About this task
Print word for word the part of the passage on sources of lower gastrointestinal bleeding that begins at the words "Less common vascular" and stops after "not bleeding [24].".

Page extract

Less common vascular lesions as a source of LGIB are telangiectasia, hemangiomas, congenital arteriovenous malformations (AVM) and Dieulafoy’s lesion. Dieulafoy’s lesion is a large superficial artery underlying a mucosal defect, which is rare and difficult to find when not bleeding [24].

Anorectal lesions: Anorectal lesions occur in up to 40% of patients with cirrhosis [2]. These include hemorrhoids, rectal fissure, stercoral ulcer and solitary rectal ulcer syndrome.

Hemorrhoids and rectal fissures: Hemorrhoids and rectal fissures are a common source of LGIB in patients with cirrhosis as well as in the general population. LGIB usually presents with intermittent low-volume hematochezia, which often coats the stool [25].

Stercoral ulcer and solitary rectal ulcer syndrome: Stercoral ulcers and the solitary rectal ulcer syndrome are an unusual source of LGIB that can occur in debilitated or elderly patients. Stercoral ulcers are the result of mucosal damage by hard impacted stool in the rectum, from manipulation or foreign body injury, such as from a rectal tube in the hospitalized patient. The solitary rectal ulcer syndrome is due to rectal prolapse and mucosal damage from constipation and straining [26].

Entries supplied

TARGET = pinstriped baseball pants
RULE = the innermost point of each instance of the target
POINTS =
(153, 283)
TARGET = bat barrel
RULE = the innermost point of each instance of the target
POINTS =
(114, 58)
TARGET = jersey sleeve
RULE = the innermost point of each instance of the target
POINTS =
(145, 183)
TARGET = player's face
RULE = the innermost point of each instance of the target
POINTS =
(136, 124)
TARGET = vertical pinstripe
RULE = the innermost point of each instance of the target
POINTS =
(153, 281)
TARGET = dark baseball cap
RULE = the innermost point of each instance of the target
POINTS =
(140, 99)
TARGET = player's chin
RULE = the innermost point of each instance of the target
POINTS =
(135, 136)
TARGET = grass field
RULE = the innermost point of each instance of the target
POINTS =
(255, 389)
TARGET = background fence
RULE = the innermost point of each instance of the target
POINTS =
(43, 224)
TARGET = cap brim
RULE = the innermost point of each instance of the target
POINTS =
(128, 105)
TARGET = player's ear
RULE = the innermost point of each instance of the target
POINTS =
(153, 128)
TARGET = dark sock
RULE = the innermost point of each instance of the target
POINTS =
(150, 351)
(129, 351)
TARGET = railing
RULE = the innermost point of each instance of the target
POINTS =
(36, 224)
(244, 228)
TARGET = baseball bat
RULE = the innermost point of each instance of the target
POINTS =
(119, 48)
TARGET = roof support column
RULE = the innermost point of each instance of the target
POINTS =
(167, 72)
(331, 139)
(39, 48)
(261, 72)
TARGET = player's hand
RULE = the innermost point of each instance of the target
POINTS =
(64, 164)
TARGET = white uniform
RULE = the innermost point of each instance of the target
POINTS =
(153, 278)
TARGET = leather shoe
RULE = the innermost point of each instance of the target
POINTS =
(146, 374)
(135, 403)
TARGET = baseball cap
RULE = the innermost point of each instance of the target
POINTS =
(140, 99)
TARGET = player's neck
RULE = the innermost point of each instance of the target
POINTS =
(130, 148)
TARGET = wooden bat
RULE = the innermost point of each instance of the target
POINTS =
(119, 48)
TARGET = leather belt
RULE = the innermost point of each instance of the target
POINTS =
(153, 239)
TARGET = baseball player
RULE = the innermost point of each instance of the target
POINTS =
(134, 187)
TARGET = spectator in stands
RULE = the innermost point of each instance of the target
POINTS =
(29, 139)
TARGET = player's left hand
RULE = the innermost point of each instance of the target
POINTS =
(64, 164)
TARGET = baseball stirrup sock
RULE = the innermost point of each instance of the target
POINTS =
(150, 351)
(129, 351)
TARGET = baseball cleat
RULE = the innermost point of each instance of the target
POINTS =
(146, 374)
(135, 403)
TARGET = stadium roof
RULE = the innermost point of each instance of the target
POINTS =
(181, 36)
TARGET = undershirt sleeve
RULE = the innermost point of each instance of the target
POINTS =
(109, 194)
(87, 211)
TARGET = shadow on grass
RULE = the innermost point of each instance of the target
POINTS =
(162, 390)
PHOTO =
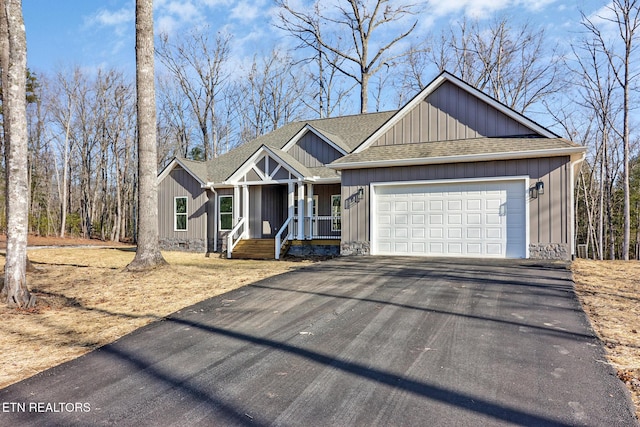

Task answer
Less common vascular lesions as a source of LGIB are telangiectasia, hemangiomas, congenital arteriovenous malformations (AVM) and Dieulafoy’s lesion. Dieulafoy’s lesion is a large superficial artery underlying a mucosal defect, which is rare and difficult to find when not bleeding [24].